Find "the player's knee" in the data below; transcribe the line it appears on and each line after it, exactly, to the end, and nothing else.

Entries taken from a collection:
◇ ◇ ◇ ◇

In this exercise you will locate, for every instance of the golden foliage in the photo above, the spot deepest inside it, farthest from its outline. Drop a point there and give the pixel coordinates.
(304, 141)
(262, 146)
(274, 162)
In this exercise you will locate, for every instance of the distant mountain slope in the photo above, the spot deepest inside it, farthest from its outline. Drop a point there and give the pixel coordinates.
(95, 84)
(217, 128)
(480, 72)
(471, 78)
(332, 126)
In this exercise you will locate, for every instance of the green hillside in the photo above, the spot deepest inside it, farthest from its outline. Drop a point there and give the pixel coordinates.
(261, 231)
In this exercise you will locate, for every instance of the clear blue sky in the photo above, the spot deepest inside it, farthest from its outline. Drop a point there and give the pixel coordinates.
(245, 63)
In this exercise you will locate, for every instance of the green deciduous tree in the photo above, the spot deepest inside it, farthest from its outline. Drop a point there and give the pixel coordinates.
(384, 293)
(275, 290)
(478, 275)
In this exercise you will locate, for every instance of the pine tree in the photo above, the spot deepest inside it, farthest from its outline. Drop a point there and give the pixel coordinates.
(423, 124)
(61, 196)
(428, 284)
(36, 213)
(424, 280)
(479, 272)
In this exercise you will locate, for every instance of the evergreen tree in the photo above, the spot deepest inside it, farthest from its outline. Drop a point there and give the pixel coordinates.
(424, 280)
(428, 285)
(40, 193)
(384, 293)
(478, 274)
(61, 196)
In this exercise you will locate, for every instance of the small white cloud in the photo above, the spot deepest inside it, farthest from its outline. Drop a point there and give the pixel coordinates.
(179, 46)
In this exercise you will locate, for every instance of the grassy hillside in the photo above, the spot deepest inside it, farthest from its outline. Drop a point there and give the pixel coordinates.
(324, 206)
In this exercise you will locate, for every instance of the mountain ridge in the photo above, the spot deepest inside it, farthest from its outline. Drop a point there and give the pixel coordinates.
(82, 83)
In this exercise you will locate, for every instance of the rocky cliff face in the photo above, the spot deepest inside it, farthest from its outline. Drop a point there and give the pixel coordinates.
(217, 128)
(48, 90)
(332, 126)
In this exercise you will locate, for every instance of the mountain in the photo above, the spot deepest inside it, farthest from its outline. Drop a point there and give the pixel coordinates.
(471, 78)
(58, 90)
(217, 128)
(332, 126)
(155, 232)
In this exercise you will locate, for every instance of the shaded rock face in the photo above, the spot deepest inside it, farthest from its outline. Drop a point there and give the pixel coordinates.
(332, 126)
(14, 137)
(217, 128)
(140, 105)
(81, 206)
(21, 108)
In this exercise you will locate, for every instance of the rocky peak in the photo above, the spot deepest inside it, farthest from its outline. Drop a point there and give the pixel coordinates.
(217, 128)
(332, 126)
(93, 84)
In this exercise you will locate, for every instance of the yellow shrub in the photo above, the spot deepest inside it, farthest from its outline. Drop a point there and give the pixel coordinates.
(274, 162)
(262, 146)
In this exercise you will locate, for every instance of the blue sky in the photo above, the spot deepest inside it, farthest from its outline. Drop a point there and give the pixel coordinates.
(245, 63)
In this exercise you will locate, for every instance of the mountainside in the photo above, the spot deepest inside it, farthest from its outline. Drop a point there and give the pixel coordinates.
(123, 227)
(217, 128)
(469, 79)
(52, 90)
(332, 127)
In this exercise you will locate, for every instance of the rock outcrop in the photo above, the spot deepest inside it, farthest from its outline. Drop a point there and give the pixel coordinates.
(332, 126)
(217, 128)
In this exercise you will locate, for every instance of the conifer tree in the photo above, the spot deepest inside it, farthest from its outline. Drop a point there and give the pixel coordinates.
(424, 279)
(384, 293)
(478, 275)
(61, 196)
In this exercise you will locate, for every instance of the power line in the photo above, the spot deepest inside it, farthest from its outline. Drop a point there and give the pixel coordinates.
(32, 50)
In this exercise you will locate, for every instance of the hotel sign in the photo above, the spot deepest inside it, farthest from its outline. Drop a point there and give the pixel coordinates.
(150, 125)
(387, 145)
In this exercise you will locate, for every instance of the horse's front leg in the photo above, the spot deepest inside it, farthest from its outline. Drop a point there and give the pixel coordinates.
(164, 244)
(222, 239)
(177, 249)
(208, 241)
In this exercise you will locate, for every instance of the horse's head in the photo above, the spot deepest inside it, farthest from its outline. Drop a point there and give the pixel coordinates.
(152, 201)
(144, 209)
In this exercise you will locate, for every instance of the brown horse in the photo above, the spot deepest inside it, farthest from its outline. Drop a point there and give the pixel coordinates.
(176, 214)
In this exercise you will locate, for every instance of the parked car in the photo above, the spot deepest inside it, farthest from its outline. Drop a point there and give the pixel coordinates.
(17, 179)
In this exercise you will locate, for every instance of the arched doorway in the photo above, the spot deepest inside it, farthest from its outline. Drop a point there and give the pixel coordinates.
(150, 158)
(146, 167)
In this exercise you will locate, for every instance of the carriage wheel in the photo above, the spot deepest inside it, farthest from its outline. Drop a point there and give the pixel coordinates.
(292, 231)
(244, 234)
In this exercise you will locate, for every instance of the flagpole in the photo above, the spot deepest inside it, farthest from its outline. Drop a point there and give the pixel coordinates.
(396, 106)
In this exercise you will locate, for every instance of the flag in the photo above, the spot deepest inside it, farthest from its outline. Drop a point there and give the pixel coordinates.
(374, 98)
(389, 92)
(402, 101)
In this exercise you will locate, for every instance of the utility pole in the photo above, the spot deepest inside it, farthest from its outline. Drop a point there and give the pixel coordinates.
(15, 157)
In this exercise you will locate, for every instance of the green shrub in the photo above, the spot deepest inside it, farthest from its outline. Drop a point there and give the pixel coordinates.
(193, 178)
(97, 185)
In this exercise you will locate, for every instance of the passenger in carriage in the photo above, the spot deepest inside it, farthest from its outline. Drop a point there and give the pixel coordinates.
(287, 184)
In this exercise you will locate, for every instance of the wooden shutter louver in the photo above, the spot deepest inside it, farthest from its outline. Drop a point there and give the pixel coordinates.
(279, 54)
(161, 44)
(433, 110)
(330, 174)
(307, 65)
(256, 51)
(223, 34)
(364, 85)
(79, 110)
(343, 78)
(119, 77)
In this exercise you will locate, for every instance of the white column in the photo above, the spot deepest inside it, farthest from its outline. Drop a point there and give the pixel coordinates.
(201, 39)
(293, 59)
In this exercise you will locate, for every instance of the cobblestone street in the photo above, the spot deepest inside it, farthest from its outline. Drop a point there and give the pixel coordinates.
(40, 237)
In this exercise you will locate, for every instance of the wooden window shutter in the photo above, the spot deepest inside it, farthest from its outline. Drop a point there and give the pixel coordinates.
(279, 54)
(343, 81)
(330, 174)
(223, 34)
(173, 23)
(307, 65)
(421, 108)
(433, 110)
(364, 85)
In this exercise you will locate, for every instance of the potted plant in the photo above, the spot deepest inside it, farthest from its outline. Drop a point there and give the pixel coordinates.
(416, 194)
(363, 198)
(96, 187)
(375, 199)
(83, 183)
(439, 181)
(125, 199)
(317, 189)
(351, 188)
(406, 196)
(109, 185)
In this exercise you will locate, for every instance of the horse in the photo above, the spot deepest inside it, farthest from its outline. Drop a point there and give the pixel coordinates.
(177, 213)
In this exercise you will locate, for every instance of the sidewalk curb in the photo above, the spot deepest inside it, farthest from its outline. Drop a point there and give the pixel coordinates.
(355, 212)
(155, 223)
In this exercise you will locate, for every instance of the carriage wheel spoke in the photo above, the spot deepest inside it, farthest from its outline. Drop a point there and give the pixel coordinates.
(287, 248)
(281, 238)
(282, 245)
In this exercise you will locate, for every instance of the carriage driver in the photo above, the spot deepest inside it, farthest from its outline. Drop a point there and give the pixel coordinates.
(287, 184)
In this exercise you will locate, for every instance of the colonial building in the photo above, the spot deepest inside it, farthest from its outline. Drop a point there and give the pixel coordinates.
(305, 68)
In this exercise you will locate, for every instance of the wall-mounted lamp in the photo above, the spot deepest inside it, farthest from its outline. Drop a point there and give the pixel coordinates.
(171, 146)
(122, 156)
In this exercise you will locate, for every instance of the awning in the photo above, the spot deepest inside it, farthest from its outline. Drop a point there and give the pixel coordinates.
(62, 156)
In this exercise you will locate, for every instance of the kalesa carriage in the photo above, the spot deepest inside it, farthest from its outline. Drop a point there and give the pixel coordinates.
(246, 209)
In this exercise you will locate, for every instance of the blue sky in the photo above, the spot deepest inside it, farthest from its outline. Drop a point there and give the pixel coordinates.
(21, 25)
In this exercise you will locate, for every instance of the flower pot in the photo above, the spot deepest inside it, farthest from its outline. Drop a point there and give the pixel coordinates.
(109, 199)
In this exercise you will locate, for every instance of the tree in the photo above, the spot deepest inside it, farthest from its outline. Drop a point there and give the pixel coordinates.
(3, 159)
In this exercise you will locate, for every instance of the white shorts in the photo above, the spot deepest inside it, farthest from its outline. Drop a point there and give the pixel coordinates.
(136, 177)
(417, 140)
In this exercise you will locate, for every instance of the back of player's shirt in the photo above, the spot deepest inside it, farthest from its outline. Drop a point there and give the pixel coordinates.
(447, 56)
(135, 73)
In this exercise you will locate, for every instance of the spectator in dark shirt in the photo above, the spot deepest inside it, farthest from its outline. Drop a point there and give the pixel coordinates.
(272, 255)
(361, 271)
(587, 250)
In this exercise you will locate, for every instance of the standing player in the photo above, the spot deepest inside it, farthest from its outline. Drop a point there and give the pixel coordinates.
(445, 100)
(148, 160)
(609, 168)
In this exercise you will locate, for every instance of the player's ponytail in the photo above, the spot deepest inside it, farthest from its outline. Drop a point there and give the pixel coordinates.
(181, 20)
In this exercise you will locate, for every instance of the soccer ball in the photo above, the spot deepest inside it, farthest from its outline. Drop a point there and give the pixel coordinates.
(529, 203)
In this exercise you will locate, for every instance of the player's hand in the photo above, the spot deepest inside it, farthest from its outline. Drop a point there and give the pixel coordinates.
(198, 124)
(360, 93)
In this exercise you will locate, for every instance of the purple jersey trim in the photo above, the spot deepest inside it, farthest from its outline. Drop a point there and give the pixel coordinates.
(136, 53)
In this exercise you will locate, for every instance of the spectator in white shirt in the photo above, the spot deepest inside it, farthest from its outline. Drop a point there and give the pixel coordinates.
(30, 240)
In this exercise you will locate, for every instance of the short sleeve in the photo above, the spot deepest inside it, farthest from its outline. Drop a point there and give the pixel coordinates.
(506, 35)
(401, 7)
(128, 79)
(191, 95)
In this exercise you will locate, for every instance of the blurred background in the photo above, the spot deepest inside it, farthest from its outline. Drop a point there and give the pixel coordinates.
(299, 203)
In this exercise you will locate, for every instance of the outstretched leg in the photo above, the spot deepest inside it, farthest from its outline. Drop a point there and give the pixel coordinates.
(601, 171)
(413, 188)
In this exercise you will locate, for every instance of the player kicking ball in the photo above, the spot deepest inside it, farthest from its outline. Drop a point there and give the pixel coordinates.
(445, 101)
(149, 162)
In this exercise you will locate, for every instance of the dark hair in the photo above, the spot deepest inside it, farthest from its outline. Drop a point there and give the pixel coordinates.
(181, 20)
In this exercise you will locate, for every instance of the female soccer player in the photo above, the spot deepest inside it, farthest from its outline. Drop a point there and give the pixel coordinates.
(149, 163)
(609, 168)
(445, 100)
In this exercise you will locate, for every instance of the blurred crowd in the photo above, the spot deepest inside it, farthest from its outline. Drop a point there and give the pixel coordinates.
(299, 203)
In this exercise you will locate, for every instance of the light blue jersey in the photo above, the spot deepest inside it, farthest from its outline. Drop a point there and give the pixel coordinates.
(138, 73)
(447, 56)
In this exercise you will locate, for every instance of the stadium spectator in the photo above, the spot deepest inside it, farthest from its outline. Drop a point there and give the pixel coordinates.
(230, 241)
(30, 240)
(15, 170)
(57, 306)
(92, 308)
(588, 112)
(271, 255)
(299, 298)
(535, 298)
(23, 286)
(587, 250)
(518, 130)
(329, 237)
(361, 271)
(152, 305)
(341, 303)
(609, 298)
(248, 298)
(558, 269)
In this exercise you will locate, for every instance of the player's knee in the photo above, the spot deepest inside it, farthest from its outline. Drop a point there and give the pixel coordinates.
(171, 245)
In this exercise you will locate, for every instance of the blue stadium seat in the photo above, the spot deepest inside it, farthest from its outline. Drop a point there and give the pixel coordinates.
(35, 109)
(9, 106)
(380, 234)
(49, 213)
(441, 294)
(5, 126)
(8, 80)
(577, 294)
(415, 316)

◇ ◇ ◇ ◇

[Solution to the problem]
In this exercise you will locate, for every instance of the player's knee in the photo above, the spot deepest inside it, farthest from its outline. Drop a point there and give the pixel coordinates.
(171, 245)
In this exercise you will locate, for every instance of the blue stadium seat in the photo above, the spot deepest inside it, farthest from its outline. Drop a point there and give the pixel coordinates.
(35, 109)
(9, 106)
(380, 234)
(49, 213)
(441, 294)
(5, 126)
(8, 80)
(577, 294)
(415, 316)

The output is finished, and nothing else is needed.